(Natural-language object grounding data)
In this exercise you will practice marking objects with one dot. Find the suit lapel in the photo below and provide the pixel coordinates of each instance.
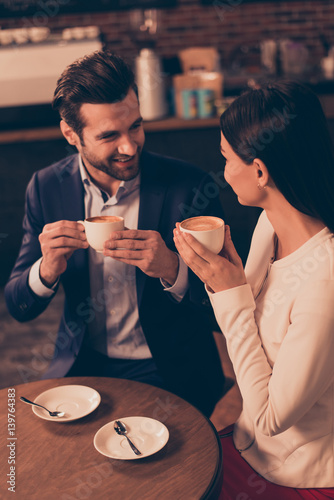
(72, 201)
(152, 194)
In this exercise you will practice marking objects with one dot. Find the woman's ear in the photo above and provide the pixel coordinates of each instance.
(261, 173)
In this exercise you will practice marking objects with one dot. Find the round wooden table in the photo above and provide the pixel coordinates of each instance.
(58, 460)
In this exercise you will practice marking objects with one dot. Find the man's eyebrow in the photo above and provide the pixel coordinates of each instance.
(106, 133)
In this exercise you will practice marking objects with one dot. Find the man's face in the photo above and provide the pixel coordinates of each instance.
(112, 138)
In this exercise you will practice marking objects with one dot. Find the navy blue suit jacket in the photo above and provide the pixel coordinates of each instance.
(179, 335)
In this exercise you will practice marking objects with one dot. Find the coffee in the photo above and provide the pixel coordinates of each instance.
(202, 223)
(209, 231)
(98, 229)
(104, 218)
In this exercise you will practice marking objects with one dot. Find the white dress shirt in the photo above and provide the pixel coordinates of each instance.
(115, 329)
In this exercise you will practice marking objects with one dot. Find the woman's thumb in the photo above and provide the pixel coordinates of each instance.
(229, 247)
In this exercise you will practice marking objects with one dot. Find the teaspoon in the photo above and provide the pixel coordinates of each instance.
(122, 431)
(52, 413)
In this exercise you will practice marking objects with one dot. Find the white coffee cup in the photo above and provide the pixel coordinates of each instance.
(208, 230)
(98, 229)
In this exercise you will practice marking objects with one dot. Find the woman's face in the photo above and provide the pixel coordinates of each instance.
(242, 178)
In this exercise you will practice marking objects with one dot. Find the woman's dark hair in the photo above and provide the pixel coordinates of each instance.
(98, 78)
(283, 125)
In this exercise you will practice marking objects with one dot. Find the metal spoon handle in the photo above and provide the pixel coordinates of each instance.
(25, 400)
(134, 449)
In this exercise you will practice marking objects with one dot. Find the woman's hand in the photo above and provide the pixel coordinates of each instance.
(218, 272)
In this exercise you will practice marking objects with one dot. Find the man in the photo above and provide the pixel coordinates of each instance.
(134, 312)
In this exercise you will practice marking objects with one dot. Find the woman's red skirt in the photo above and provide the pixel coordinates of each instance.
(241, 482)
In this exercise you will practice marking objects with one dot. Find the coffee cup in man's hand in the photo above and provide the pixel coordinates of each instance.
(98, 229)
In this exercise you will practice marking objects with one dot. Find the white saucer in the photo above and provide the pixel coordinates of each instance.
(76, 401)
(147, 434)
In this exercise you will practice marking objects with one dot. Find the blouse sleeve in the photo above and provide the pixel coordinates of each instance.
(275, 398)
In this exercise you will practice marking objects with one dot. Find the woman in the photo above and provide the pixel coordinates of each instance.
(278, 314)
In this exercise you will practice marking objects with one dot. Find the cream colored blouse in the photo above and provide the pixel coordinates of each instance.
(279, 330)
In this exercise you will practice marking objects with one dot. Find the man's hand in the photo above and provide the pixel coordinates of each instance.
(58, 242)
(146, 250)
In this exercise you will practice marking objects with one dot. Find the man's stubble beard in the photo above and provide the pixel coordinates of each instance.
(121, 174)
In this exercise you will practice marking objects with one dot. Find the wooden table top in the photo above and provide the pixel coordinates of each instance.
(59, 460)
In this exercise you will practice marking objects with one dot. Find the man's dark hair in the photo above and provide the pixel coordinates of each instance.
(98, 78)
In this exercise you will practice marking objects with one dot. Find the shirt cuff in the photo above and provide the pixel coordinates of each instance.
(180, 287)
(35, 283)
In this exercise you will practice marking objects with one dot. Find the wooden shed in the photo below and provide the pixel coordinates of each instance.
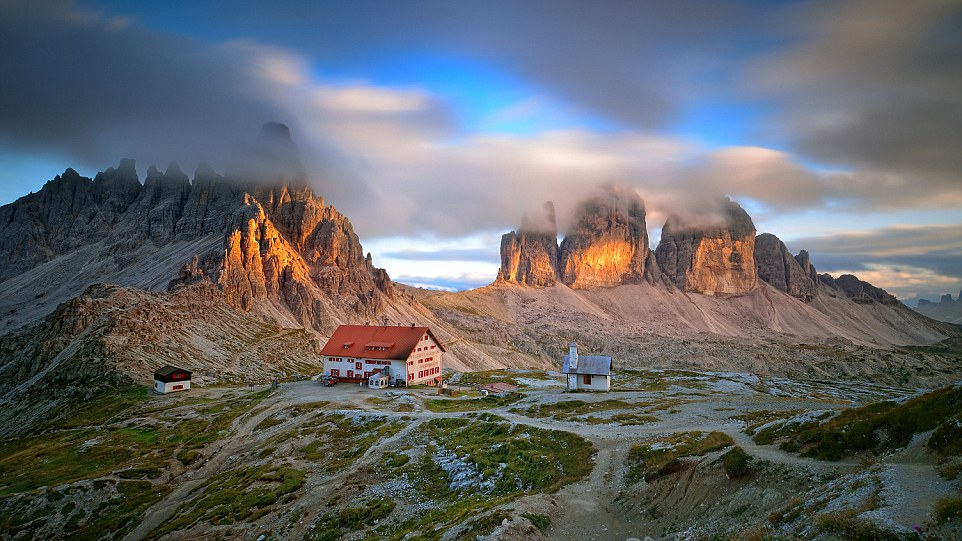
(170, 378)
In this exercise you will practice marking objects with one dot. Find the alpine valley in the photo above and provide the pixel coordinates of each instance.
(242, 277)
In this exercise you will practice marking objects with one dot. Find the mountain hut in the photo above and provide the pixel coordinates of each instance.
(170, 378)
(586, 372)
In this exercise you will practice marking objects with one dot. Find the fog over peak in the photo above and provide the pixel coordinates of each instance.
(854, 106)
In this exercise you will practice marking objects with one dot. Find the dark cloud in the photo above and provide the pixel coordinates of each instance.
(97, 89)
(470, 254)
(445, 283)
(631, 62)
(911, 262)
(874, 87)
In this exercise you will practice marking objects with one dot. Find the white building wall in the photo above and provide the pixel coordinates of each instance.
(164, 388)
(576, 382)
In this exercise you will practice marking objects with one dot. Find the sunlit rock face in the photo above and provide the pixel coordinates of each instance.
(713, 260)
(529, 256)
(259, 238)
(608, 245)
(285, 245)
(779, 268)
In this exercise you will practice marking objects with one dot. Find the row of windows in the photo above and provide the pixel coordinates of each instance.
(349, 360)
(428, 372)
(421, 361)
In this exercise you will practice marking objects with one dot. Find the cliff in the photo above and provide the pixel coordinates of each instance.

Exercise details: Drop every picture and repeat the rest of the entries exactly.

Result of the task:
In this exercise you will practice marking objects with one dot. Find the suit lapel in the photo below and provide the pixel coordinates of each instance.
(72, 201)
(152, 194)
In this exercise you will practice marking objects with one dot. Find the woman's ear in the photo above and provide the pixel coordinates of each instance.
(261, 173)
In this exercise you will practice marking objects with one dot. Find the round wooden table in the photo above and provide the pixel coordinates of each instance.
(58, 460)
In this exercise you will practice marking objects with one dot. Find the man's eyebrow in the photo above and provide the pixel coordinates of each instance.
(106, 133)
In this exercise you will practice marking objects with one dot. Find the man's face in the photo above and provide the pixel coordinates of each instance.
(112, 138)
In this exercise you will practice marking objects with one dot. Find the navy blue suit jacket in the photo above and provide the pixel coordinates of each instance.
(179, 335)
In this exercise you will practice marking objects with one dot. Find the coffee in the photo above and provide the pixel coordinates of each instance.
(202, 223)
(209, 231)
(98, 229)
(104, 218)
In this exercise you will practice marking objects with one dot. Find the white dress shirt in the photo above and provide the pixel coordinates of each instance.
(115, 329)
In this exercise you will practice marking objects with one dot. Find the woman's thumb in the photo above and provide the pixel coordinates of each instance.
(229, 247)
In this exercise you will practice marking objects with one dot. Find the teaspoon in the photo above and provide the pixel coordinates of each instance.
(122, 431)
(52, 413)
In this exercise you will practice marking objects with one dot. Find the white coffee cup in the photo above and provide the pixel coordinates of each instance.
(208, 230)
(98, 229)
In this exercise you will practice marking objects with one dot. Find the woman's face in the photo above and provide the pixel coordinates of each instance.
(242, 178)
In this exercise you will practice marking objects with one dot. Find the woman's dark hair in the photo above and provide the pixel coordinates of each instance.
(98, 78)
(283, 125)
In this exercise you will practice marking objects with one dot. Find the metal spoon handle in the photo above and provide the pixel coordinates of each instance.
(25, 400)
(134, 449)
In this exercise you will practice marking objects with one dot. Find the woman's hand in the photo above and provide the pixel coordinates of each instance.
(218, 272)
In this exercise you will practice marking objects with one dot. Find the man in the photo above and provide the pixel coordinates of each instance.
(134, 312)
In this exercise you will practice marking objects with one dot. Find the woman's red skirt in the photo above and provide the pixel coordinates of each instance.
(241, 482)
In this exercise you will practice marking objects with one dot. Find the coffee cup in man's hand in the photo above and provide the pixel coordinates of each instance.
(98, 229)
In this exercise you will practice marking objects with one dot. Find the white saucer in the photo above and provide the pixel coordinates of each instance.
(76, 401)
(147, 434)
In this exercise you will practice marking objects with one dot. Find the blouse sleeve in the photo above and provide the pixel coordinates of each instance.
(275, 398)
In this exercise you will practice marking objects with one dot. Find the woman in the photo above and provide the pixel coordinates of each instance.
(278, 314)
In this exercise you will practice marking objects with one dot. Find the cream colored blouse in the photo above and provide the pixel coordinates of each instance.
(279, 330)
In this exercise you will practice marking objects with one dot. Find the man's hand in the photo above and provide the pixel coordinates of each instance.
(58, 242)
(146, 250)
In this exercise you will practice marking objects with one dot. Find the man's stubble beard in the photo above and provide the pixel coordinates of each instance.
(121, 174)
In this exercise you will practice marking objects with one dot. Find the wooden table top in the photo above and provide the pixel coordinates of each instance.
(59, 460)
In this exercise you will practice marking objects with one dot. Find the man's dark hair in the photo above and provide the pixel coordinates of each instance.
(98, 78)
In this exercise you will practice marking objects with one dot. Find the shirt cuff in the photo above and provide the pixel coordinates of each instance.
(180, 287)
(35, 283)
In this exercise you will practice marking objects with one dot. Find the wooden shed in the photo below and provide the pixel coordinates of each instance.
(170, 378)
In this exercise you will practice marking objects with one dot. Find the alpine valley in the photo above and provide the pixel coordinates of each instance.
(242, 277)
In this exercise you will practice marking objects with one dot. Find the mountain hut in the photo above and provide the pixel coordinates of each instance.
(170, 378)
(586, 372)
In this exercise you will practice marking objects with one dot. Find the fog over peak in the photo above and provide the pixel coordinates of each instance.
(854, 106)
In this exercise you will practice marking objects with one dot. Find the dark cloud in the photo above and provide the pixel coordinates of each instance.
(97, 89)
(470, 254)
(445, 283)
(631, 62)
(911, 262)
(874, 87)
In this exercise you will practice marking objects with one dot. Find the white building wall in the photo above and provide the pixel coordinates of each instance.
(164, 388)
(576, 382)
In this exercise you will practice marking objects with one dot. Find the sunlit rock face in the photo above and provide the pixel coordinates of each instance.
(713, 260)
(529, 256)
(259, 238)
(608, 245)
(285, 245)
(779, 268)
In this exercise you will practice marking objects with one dot. Find the row of windows in the photo above and provide the pixel coordinates of each instance.
(349, 360)
(428, 372)
(421, 361)
In this exercise you will practice marking objects with one dot. Find the cliff in the photo above and provide the pixel coordinates of each instance.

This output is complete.